Given instruction. Repeat all of the material below word for word, leaving every line unchanged.

Material for this exercise.
* * *

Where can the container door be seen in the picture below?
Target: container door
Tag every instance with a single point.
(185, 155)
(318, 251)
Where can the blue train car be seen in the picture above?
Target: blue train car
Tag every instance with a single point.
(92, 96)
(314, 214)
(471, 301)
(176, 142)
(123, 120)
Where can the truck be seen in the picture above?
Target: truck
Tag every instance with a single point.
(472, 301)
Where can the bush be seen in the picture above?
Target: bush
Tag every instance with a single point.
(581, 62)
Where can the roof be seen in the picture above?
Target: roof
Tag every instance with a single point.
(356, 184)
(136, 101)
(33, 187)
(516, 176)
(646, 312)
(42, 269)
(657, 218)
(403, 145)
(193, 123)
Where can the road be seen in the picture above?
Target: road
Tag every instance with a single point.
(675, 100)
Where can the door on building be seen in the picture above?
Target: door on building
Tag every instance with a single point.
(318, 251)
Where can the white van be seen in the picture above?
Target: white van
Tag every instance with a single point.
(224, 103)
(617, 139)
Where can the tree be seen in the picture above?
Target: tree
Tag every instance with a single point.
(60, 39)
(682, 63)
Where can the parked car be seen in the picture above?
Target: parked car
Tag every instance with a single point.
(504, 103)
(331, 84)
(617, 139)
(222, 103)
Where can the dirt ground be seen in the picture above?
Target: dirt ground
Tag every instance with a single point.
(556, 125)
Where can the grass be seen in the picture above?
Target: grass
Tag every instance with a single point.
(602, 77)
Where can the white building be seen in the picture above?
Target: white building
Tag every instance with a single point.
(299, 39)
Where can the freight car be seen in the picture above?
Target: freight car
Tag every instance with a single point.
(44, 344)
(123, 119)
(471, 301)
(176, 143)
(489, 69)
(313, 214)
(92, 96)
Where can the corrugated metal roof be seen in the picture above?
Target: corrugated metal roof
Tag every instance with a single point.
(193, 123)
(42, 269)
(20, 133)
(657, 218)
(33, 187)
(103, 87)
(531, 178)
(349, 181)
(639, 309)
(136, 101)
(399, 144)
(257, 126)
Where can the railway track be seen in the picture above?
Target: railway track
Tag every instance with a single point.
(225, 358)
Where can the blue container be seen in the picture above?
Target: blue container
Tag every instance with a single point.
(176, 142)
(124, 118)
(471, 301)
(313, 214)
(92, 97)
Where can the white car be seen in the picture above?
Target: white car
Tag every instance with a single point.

* * *

Exercise solution.
Where can the container door be seen in the picture below?
Target: container door
Tag every instance with a single point.
(185, 155)
(318, 251)
Where can the blue train car be seen in the picture above?
Target: blue train car
Tag every instance with a single point.
(92, 96)
(314, 214)
(471, 301)
(176, 142)
(123, 120)
Where can the truck be seen in the picture above?
Target: truck
Tag every instance with a single point.
(472, 301)
Where can the bush be seen in the picture above?
Target: bush
Tag every instance with a single point.
(581, 62)
Where can the roof be seen in the picture above?
Target: roof
Tag every instance with a single point.
(356, 184)
(136, 101)
(33, 187)
(516, 176)
(646, 312)
(42, 269)
(657, 218)
(403, 145)
(193, 123)
Where can the road be seen in the picture above?
Target: road
Tag every instance with a single point.
(675, 100)
Where can the door on building be seen in the picture above?
Target: door on building
Tag every instance with a single point.
(318, 251)
Where can the white van be seen in the picture above?
Target: white van
Tag every instance with a single point.
(224, 103)
(617, 139)
Where can the tree be seen in the picture above?
Target: tree
Tag every instance with a single point.
(60, 39)
(682, 63)
Where can the parked car be seen in the picture above?
Target: parked car
Tag every instance with a single point.
(504, 103)
(331, 84)
(617, 139)
(222, 103)
Where can the dirt ground be seen in the picture above?
Target: dirt ground
Tag every instance with a single point.
(556, 125)
Where can the grass be seen in the picture above?
Target: grass
Tag every instance with a single point.
(602, 77)
Where can the white building be seen in the picture above?
Target: white building
Tag every instance with a single point.
(299, 39)
Where can the freight car be seen in the picture above?
Target: freight car
Tag every instance with a single point.
(44, 344)
(123, 119)
(471, 301)
(176, 143)
(489, 69)
(313, 214)
(92, 96)
Where can the corrugated metal roof be seen in the picture above?
Target: corrugated metal roof
Tag every instance with a single point.
(193, 123)
(42, 269)
(20, 133)
(657, 218)
(33, 187)
(103, 87)
(531, 178)
(349, 181)
(639, 309)
(136, 101)
(399, 144)
(257, 126)
Where can the railway track be seen in the picture above?
Target: railway track
Tag every instance with a single point.
(225, 358)
Where can the blue container be seen in the picture above?
Target: blue container
Tag every instance with a single point.
(176, 142)
(124, 118)
(471, 301)
(313, 214)
(92, 97)
Where can the white car be seen in the picture above?
Target: white car
Tag every instance with a single point.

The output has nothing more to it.